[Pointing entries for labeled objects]
============================================================

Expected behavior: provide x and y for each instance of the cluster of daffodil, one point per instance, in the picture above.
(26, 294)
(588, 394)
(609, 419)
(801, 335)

============================================================

Description of the task: Please quote every line of the records above word for word, with no changes.

Correct response:
Expected behavior: provide x and y for each instance of the cluster of daffodil, one point per instance, in the picture above.
(26, 294)
(588, 394)
(609, 419)
(801, 335)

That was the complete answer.